**Input data**
+-------+

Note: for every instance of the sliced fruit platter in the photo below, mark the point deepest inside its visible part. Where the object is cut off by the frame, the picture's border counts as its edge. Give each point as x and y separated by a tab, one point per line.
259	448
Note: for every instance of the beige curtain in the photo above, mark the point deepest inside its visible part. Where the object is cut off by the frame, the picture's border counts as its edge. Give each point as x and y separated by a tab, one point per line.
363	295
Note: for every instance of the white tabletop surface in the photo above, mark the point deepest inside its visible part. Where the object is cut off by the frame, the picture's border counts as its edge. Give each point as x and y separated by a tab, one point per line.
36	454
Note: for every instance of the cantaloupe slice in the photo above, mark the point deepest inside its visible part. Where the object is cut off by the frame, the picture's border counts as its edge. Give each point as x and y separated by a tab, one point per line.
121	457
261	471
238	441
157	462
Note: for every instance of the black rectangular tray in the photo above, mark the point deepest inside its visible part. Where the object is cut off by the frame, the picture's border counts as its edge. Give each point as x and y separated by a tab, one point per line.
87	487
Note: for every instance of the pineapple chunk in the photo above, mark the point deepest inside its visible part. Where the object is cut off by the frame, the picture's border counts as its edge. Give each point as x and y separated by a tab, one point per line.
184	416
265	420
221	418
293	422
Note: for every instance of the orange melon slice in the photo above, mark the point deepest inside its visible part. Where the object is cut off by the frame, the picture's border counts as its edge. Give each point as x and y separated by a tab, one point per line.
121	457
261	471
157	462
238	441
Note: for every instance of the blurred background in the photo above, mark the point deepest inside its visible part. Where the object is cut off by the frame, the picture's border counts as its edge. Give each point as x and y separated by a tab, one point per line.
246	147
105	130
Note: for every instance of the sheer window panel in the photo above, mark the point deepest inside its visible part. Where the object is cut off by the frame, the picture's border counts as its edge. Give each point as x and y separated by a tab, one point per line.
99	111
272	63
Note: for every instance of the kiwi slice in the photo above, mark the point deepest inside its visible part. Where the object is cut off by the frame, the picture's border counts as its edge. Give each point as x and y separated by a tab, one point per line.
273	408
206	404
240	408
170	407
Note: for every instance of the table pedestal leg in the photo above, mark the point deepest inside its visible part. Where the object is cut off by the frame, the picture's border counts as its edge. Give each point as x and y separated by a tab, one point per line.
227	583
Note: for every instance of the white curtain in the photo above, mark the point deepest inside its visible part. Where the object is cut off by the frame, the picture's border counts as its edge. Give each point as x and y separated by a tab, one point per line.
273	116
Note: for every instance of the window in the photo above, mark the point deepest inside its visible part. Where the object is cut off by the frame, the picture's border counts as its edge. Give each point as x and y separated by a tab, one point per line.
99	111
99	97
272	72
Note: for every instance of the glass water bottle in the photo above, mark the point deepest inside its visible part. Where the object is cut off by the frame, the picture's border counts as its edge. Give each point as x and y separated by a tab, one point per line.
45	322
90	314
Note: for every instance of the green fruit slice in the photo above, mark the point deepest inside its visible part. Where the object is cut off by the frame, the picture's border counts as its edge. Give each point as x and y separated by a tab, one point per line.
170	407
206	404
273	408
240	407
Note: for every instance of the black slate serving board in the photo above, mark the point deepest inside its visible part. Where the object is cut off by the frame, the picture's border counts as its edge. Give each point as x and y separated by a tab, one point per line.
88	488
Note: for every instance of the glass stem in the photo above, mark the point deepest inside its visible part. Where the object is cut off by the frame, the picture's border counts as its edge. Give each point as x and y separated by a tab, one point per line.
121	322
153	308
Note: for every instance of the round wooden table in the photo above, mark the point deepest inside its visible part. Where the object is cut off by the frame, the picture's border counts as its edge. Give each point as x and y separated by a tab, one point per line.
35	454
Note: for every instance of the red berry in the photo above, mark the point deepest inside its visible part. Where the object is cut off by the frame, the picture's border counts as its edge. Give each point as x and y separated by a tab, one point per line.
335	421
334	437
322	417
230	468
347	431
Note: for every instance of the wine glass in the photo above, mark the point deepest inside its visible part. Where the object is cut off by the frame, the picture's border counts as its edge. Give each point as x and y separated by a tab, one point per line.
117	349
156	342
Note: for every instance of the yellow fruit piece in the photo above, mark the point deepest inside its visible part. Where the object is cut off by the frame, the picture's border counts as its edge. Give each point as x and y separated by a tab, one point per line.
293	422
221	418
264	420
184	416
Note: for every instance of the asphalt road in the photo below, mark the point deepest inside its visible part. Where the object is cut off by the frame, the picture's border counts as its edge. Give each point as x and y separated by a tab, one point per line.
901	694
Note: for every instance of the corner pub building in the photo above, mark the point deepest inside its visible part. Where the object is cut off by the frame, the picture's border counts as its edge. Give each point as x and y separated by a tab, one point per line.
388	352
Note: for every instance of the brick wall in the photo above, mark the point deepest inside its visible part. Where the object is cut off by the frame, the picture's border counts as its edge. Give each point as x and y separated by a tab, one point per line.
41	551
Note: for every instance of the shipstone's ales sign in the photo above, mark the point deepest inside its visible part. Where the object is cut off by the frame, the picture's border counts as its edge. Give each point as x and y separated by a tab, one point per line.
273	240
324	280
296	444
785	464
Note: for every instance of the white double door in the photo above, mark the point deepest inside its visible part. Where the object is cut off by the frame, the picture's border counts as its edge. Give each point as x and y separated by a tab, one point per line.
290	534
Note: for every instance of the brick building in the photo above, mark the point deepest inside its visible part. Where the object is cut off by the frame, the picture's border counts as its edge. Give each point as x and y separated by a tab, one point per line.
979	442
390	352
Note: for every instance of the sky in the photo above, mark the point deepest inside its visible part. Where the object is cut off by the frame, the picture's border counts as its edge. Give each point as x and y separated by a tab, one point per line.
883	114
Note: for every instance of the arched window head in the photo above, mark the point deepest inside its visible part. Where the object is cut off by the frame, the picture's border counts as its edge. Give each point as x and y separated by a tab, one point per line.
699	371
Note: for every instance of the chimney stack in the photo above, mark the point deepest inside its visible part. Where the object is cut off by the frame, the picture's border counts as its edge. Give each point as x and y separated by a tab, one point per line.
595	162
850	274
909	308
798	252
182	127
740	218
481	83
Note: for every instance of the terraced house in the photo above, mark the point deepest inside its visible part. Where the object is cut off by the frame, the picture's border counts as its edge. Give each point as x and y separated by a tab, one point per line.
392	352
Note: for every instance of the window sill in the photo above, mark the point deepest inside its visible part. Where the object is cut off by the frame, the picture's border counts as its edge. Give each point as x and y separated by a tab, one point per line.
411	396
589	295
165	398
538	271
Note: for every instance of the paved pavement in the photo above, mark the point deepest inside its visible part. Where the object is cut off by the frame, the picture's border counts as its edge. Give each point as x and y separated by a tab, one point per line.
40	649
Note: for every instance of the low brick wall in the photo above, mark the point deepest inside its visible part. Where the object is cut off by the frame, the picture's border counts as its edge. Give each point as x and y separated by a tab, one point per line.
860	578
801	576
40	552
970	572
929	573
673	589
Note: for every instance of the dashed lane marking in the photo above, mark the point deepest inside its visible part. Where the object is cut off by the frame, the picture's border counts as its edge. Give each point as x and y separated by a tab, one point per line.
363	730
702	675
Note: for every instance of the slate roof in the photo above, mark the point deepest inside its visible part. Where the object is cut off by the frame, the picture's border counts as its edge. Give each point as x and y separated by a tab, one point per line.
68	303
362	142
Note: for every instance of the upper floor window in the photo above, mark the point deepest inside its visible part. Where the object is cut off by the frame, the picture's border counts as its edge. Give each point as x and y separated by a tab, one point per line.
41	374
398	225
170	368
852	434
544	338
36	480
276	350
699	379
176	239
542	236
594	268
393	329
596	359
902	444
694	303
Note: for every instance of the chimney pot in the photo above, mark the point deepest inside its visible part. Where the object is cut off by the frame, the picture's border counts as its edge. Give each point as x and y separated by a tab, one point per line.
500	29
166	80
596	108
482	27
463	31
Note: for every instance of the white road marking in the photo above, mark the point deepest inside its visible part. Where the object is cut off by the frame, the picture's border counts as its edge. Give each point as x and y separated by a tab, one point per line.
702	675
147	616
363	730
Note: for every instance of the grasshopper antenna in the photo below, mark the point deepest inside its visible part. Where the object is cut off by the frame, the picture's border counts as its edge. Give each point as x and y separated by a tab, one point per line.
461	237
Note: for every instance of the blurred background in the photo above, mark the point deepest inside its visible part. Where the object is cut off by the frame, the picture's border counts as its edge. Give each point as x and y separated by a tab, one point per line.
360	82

+-------+

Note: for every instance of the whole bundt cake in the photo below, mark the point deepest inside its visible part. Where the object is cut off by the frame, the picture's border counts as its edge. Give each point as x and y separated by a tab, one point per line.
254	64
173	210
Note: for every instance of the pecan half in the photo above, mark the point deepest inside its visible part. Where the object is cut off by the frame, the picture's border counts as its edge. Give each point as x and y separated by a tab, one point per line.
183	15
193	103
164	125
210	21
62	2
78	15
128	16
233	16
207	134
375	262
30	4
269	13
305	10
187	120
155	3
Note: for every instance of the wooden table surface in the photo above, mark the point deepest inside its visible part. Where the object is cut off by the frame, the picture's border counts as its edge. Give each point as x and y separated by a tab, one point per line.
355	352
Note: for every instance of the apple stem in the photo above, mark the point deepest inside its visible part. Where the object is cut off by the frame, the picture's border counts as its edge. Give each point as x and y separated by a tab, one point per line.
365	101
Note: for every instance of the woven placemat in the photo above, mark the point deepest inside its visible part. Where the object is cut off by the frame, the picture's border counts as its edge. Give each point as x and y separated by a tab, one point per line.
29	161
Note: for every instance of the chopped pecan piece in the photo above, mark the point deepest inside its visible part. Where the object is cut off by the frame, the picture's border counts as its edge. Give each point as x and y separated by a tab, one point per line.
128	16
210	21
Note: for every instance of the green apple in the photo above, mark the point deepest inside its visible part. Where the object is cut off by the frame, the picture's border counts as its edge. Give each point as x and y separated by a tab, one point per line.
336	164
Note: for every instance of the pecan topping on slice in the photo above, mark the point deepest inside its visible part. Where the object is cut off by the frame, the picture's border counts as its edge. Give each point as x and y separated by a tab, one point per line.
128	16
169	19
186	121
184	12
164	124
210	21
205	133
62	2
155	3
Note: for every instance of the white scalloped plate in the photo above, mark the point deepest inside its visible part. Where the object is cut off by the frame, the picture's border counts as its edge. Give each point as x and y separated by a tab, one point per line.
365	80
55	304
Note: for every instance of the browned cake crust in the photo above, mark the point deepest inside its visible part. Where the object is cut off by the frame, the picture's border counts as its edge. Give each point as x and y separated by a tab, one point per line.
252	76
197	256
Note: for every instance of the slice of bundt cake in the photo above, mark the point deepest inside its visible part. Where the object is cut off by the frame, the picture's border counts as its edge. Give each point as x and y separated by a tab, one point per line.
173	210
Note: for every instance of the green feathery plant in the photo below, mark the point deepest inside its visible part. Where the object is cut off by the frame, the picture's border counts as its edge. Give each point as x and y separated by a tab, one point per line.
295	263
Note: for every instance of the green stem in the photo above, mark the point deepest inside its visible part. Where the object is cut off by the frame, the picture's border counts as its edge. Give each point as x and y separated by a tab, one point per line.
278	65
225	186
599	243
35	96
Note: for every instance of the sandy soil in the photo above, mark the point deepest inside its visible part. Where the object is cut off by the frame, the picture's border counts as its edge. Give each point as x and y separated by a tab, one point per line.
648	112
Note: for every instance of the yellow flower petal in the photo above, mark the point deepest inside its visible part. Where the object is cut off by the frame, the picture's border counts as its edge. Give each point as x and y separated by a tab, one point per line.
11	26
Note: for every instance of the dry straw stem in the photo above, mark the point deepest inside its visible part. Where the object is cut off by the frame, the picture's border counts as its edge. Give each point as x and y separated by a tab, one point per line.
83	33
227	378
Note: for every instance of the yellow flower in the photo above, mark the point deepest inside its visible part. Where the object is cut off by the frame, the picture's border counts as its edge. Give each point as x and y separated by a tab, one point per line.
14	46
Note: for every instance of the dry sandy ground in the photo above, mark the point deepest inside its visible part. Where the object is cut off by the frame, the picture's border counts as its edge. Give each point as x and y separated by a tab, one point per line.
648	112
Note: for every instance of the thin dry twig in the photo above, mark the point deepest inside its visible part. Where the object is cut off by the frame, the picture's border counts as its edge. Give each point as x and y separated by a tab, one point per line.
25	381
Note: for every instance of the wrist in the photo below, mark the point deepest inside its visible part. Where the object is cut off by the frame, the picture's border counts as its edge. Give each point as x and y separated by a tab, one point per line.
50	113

+-------+

**Exercise goal**
Please pick out each line of the records that contains the word "curtain" and copy those lines in full.

**Complete answer**
Note: for every instance of the beige curtain in the photo above, mark the point deepest inside its visible part. Where the object is cut off by the frame, the picture's border counts as its edge. Give each point as x and y separated by a tab, one point per line.
Note: for every instance of the white curtain in the photo above, mark the point deepest inside its visible part. Where the object is cut off by the frame, the picture's border counts as its edge. Give each point as x and y separated by a tab, one point per line.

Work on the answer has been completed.